_Source document_
"""

I would have hard time squeezing that in now. The vmalloc part is easy,
I think I already posted a diff. But first hibernate needs to be
changed to not care about direct map page sizes.

> 
> > 
> > > Signed-off-by: Song Liu <song@kernel.org>
> > > ---
> > > kernel/bpf/core.c | 12 +++++++-----
> > > 1 file changed, 7 insertions(+), 5 deletions(-)
> > > 
> > > diff --git a/kernel/bpf/core.c b/kernel/bpf/core.c
> > > index cacd8684c3c4..b64d91fcb0ba 100644
> > > --- a/kernel/bpf/core.c
> > > +++ b/kernel/bpf/core.c
> > > @@ -857,7 +857,7 @@ static size_t select_bpf_prog_pack_size(void)

"""

(Saved data entries)
"""

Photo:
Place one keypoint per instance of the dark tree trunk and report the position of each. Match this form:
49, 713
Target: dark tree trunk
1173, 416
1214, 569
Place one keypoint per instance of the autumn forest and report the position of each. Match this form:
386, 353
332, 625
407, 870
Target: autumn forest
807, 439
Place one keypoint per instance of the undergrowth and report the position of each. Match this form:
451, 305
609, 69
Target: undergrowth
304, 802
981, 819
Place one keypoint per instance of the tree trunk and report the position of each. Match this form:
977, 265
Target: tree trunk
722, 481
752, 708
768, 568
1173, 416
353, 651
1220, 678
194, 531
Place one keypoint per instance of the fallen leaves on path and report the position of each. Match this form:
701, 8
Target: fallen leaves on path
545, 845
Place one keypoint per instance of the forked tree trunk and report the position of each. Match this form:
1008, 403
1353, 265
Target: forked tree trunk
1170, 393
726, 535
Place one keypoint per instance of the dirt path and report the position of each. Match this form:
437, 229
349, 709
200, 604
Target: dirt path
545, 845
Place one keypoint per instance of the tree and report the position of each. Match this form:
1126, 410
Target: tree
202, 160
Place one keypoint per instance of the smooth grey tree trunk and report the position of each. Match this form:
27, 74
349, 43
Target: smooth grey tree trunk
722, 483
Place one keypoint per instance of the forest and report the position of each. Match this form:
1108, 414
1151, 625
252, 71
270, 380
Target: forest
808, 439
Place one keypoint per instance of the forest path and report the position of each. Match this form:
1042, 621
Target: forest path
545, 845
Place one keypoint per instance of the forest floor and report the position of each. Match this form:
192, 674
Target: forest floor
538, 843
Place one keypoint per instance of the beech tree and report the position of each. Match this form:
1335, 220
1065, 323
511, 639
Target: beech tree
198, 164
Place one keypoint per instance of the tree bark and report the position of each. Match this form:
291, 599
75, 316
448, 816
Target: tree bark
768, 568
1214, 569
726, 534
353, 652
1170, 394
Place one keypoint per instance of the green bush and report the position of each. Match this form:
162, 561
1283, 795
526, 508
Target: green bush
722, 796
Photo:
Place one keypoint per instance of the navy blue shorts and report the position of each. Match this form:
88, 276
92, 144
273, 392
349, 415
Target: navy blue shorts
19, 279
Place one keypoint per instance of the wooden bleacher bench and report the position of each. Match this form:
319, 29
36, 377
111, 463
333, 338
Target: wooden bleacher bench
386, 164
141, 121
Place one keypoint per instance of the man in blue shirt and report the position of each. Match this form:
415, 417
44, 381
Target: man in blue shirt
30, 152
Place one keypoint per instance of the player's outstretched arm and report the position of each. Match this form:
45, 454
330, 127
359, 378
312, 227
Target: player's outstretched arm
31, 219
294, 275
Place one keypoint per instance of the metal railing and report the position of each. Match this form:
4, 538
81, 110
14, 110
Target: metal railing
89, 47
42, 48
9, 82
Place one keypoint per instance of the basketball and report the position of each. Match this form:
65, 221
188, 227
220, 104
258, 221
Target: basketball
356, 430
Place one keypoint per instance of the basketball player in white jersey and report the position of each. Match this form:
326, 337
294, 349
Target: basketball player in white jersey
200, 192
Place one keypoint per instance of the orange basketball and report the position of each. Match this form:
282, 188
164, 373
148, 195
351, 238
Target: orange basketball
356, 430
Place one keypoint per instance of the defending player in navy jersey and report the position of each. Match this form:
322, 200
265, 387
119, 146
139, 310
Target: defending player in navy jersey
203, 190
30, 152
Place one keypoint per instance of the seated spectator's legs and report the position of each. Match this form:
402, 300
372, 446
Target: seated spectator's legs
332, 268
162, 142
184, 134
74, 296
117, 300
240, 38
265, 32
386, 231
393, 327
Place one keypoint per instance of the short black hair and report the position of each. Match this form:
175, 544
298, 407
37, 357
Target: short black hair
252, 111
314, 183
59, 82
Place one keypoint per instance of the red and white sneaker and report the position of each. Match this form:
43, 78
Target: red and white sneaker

"""

_Set problem 1_
Reproduce the patch discussion word for word, from "I would have" up to and including "map page sizes.".
_Set problem 2_
In the patch discussion, the line that begins "1 file changed" reports several counts. List each count with what it counts.

_Full solution 1_
I would have hard time squeezing that in now. The vmalloc part is easy,
I think I already posted a diff. But first hibernate needs to be
changed to not care about direct map page sizes.

_Full solution 2_
- 1 file changed
- 7 insertions
- 5 deletions